Текст задания 1
Посчитайте, сколько строк в записях содержат слово «swimming». В ответе дайте только число.

Отрывок текста

Престижность подвигов, по всей вероятности, в общем соответствует иерархии потребностей общества. Люди похваляются на пиру одними и теми же типами «подвигов», но один тип хвастовства как инструмент повышения социального престижа всегда имеет преимущество над другими. Он, по всей видимости, является наиболее необходимым обществу, а потому самым актуальным для приобретения авторитета.

Подвиг Чурилы Пленковича, напугавшего своей разбойничьей свитой князя Владимира, имеет не меньшую известность и ценность для общества, чем подвиг Ильи Муромца, сбивавшего стрельбой из лука маковки церквей, а подвиг Дюка, «перещапившего» «самого Чурилу (!)», имеет не меньшую социальную значимость, чем победа Добрыни Никитича над «Змеем».

Вместе с тем, восприятие подвигов различалось: Сухман-богатырь совершил безусловно полезный для общества, подлинно героический поступок — отбил нападение вражеской рати, но его подвиг не был воспринят как актуальный (героя посадили в погреб до выяснения обстоятельств), поскольку приоритетной задачей, которую он обязан был выполнить, являлся захват живьем «белой лебеди, не раненой, не кровавленой», то есть девушки (полона).

Текст задания 2
Что, согласно отрывку о подвигах богатырей, сделали с Сухманом после того, как он отбил нападение вражеской рати?

Исходные данные
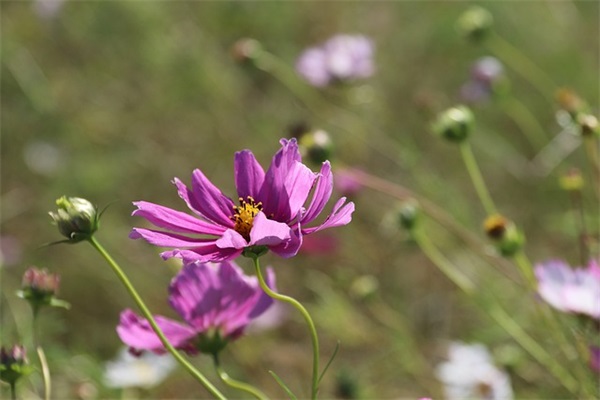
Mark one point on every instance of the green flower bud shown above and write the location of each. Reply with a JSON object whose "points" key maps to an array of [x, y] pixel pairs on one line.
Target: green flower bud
{"points": [[211, 342], [245, 50], [13, 364], [475, 23], [76, 218], [316, 145], [454, 124], [364, 287], [588, 125], [408, 214], [505, 235], [572, 181]]}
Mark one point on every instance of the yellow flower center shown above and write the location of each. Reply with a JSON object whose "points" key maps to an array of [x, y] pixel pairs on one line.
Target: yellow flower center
{"points": [[244, 215]]}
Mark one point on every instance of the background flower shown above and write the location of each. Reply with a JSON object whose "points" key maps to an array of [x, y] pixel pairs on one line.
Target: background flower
{"points": [[143, 371], [572, 290], [341, 58], [217, 303], [470, 374]]}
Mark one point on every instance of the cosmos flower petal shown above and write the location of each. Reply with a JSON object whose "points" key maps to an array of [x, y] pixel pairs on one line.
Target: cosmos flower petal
{"points": [[249, 175], [322, 194], [339, 216], [173, 220], [291, 247], [137, 333], [266, 232], [210, 201], [231, 239], [274, 186], [166, 239]]}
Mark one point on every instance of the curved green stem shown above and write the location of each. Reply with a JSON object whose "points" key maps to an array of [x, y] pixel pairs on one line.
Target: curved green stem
{"points": [[229, 381], [499, 315], [477, 178], [163, 339], [41, 356], [311, 326]]}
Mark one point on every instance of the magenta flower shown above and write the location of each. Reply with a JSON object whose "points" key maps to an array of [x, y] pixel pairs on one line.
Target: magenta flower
{"points": [[217, 303], [572, 290], [341, 58], [271, 213]]}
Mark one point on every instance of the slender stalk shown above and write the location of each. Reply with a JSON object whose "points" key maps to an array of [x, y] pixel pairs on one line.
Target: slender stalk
{"points": [[229, 381], [311, 326], [499, 315], [477, 178], [163, 339], [41, 356]]}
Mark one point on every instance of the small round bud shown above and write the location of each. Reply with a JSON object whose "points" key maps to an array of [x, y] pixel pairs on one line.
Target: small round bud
{"points": [[570, 101], [316, 145], [211, 342], [588, 124], [13, 364], [245, 49], [454, 124], [364, 287], [475, 23], [572, 181], [505, 235], [408, 214], [76, 218]]}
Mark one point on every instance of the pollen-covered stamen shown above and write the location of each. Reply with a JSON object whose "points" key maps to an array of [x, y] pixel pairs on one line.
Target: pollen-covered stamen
{"points": [[244, 215]]}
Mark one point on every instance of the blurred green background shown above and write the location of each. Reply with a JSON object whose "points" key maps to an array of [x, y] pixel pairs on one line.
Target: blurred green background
{"points": [[109, 100]]}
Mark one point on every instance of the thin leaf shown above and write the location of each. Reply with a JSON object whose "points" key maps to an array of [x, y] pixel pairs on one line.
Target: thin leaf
{"points": [[283, 385]]}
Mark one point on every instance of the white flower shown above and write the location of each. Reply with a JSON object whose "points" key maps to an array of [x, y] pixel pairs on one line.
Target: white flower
{"points": [[145, 371], [470, 374]]}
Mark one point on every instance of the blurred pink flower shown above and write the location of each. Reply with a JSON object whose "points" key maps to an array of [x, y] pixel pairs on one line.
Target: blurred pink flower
{"points": [[572, 290], [217, 303], [595, 358], [271, 214], [470, 373], [341, 58]]}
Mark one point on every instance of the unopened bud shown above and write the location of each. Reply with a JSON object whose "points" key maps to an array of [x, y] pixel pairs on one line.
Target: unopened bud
{"points": [[364, 287], [475, 23], [588, 125], [245, 49], [408, 214], [13, 364], [454, 124], [507, 239], [316, 145], [76, 218], [39, 288], [572, 181]]}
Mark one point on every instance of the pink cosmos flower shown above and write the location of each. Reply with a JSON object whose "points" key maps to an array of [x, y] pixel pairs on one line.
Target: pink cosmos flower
{"points": [[342, 57], [573, 290], [271, 213], [217, 303]]}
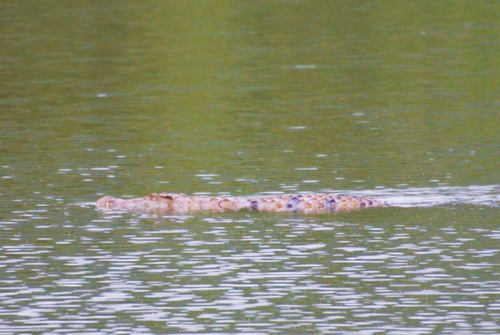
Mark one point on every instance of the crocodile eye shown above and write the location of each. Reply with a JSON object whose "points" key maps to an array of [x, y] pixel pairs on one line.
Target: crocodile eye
{"points": [[330, 204]]}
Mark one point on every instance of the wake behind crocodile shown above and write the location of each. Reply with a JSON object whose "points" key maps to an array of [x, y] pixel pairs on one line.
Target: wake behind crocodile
{"points": [[309, 203]]}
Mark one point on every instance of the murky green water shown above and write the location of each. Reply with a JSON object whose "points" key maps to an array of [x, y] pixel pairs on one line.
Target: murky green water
{"points": [[396, 100]]}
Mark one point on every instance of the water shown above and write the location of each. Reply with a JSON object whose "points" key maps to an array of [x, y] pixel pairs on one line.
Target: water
{"points": [[397, 102]]}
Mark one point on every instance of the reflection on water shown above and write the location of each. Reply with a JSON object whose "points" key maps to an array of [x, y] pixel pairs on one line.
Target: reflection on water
{"points": [[375, 271], [398, 103]]}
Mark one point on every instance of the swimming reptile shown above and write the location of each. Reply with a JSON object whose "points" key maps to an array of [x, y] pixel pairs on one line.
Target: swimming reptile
{"points": [[291, 203]]}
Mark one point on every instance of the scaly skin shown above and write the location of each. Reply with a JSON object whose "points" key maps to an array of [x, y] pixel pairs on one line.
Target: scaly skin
{"points": [[292, 203]]}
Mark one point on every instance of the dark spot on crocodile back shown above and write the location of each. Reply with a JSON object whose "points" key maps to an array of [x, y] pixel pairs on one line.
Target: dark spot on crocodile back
{"points": [[254, 205], [293, 203]]}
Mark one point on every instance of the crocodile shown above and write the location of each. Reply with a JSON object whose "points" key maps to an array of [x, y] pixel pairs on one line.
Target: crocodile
{"points": [[309, 203]]}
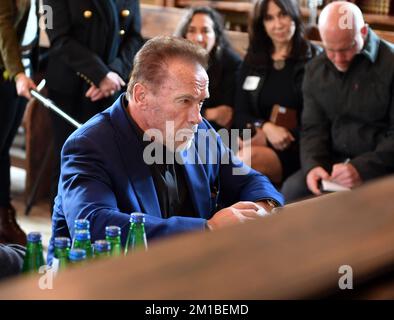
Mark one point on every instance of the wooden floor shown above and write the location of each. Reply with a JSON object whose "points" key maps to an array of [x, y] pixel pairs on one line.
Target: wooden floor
{"points": [[39, 218]]}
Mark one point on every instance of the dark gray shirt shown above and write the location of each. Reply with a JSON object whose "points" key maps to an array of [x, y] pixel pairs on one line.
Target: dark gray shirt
{"points": [[11, 259], [351, 114], [169, 180]]}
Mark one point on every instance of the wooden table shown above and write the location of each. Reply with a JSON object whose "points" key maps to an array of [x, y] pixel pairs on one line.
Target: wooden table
{"points": [[293, 254]]}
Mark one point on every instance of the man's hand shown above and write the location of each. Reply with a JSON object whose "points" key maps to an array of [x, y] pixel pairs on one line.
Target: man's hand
{"points": [[23, 85], [279, 137], [239, 212], [313, 177], [111, 84], [222, 115], [346, 175]]}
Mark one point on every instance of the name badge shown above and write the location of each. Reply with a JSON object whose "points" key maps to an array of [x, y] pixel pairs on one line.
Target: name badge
{"points": [[251, 83]]}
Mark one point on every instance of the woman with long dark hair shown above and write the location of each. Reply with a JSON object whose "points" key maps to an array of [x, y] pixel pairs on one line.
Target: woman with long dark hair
{"points": [[269, 95], [204, 26]]}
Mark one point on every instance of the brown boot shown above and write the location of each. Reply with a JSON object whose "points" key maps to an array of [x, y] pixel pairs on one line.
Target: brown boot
{"points": [[10, 231]]}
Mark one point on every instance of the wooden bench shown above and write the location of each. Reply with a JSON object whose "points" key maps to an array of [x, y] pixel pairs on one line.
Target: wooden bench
{"points": [[157, 20]]}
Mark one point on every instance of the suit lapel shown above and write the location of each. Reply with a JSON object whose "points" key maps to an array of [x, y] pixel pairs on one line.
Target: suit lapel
{"points": [[196, 178]]}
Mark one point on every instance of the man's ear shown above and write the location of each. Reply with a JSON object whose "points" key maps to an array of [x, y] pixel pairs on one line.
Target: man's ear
{"points": [[139, 95], [364, 31]]}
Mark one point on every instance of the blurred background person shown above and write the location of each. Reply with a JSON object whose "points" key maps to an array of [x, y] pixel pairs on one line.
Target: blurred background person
{"points": [[18, 32], [204, 26], [272, 74], [92, 48]]}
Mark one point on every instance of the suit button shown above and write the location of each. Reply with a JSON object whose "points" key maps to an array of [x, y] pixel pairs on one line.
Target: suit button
{"points": [[87, 14], [125, 13]]}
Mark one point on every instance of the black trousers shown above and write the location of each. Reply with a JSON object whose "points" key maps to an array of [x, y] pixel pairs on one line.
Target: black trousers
{"points": [[79, 108], [12, 108], [294, 187]]}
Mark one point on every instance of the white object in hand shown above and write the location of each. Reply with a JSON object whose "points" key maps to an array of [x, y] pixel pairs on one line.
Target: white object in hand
{"points": [[332, 186]]}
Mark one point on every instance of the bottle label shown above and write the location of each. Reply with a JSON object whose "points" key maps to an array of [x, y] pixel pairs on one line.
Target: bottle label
{"points": [[55, 265]]}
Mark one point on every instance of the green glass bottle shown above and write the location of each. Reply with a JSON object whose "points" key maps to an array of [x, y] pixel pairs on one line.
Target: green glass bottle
{"points": [[136, 238], [62, 248], [82, 241], [112, 234], [34, 257], [76, 256], [102, 248]]}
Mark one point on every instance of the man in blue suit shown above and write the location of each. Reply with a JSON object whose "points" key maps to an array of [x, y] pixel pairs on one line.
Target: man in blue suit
{"points": [[111, 165]]}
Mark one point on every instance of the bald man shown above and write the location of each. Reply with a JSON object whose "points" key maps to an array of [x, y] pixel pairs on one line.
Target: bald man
{"points": [[348, 117]]}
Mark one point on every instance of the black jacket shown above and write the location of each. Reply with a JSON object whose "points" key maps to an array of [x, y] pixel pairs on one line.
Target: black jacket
{"points": [[247, 106], [351, 114], [89, 38]]}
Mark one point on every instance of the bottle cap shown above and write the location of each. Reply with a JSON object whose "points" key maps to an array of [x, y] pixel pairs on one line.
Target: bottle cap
{"points": [[112, 231], [102, 246], [81, 224], [82, 235], [137, 217], [34, 237], [62, 242], [77, 254]]}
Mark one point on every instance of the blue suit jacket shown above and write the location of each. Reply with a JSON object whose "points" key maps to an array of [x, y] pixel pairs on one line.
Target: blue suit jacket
{"points": [[104, 178]]}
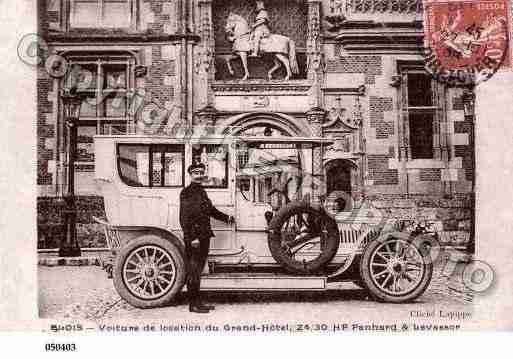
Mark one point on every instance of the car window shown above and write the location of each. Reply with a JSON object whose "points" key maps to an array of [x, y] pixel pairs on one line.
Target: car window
{"points": [[151, 165], [215, 159]]}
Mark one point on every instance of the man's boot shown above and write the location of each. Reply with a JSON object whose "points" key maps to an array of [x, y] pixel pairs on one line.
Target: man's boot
{"points": [[198, 308]]}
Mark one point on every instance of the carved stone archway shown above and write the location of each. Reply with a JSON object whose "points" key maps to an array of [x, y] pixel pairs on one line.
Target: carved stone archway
{"points": [[290, 125], [342, 181]]}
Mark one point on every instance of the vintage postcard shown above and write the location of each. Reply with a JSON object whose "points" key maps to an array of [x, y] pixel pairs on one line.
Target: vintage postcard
{"points": [[268, 167]]}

Полный ответ 1
2

Полный ответ 2
Его посадили в погреб до выяснения обстоятельств.